## What the exercise asks
Retype, word for word, only the lines below starting at the line containing "mark the chickpea" and ending at the line containing "[2,158,287,223]".

[Rows from a box-labeling dataset]
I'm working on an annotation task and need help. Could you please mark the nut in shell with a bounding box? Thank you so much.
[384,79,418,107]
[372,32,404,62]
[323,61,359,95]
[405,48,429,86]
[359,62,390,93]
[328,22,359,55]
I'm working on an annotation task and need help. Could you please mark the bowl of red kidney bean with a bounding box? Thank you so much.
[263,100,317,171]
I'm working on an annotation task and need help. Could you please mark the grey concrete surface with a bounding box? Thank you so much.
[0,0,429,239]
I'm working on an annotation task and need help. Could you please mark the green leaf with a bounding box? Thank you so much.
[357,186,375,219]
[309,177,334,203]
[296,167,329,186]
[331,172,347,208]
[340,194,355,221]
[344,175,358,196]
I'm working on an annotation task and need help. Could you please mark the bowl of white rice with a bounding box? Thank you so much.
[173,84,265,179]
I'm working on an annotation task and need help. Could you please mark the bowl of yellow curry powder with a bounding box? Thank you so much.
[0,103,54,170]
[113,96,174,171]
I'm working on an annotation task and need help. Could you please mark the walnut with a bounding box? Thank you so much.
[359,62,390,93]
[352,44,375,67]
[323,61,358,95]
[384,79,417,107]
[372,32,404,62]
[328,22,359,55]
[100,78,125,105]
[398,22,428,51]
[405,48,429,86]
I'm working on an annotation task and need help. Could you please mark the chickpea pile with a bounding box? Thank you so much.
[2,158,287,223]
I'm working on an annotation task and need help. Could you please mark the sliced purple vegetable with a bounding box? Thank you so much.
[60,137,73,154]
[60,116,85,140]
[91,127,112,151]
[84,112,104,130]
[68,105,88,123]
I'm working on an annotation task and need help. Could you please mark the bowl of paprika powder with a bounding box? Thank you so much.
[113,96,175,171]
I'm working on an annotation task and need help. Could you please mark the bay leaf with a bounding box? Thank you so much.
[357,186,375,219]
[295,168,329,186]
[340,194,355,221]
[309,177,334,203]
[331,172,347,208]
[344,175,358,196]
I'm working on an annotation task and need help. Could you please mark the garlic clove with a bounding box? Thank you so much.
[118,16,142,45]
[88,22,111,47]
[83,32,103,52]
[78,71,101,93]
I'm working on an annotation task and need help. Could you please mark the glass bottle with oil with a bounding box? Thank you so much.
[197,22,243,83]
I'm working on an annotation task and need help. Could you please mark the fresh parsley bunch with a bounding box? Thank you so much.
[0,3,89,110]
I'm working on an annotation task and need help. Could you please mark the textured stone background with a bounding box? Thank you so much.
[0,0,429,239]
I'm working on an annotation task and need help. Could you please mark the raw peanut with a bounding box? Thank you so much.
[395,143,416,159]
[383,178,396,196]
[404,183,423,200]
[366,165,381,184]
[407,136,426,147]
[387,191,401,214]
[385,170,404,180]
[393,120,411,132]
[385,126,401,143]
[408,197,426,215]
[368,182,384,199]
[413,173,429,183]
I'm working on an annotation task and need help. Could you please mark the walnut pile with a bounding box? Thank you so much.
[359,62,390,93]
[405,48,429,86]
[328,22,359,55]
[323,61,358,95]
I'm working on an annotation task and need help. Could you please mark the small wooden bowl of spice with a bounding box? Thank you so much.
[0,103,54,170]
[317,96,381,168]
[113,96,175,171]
---
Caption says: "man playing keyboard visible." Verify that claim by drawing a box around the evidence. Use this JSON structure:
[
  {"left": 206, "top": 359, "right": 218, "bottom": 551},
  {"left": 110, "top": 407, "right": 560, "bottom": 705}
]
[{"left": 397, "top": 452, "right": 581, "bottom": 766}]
* * *
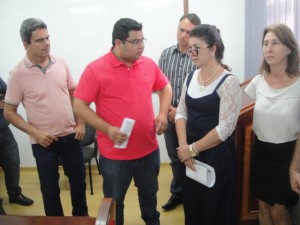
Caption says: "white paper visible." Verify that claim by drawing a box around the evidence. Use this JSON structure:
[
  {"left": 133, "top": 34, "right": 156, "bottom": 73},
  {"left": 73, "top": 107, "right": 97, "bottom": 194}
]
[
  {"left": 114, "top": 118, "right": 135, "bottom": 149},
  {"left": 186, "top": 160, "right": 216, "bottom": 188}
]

## Output of the exercise
I'm working on an annotation task and need help. Could you please mark the chickpea pile with a bounding box? Thank you so much.
[2,158,287,223]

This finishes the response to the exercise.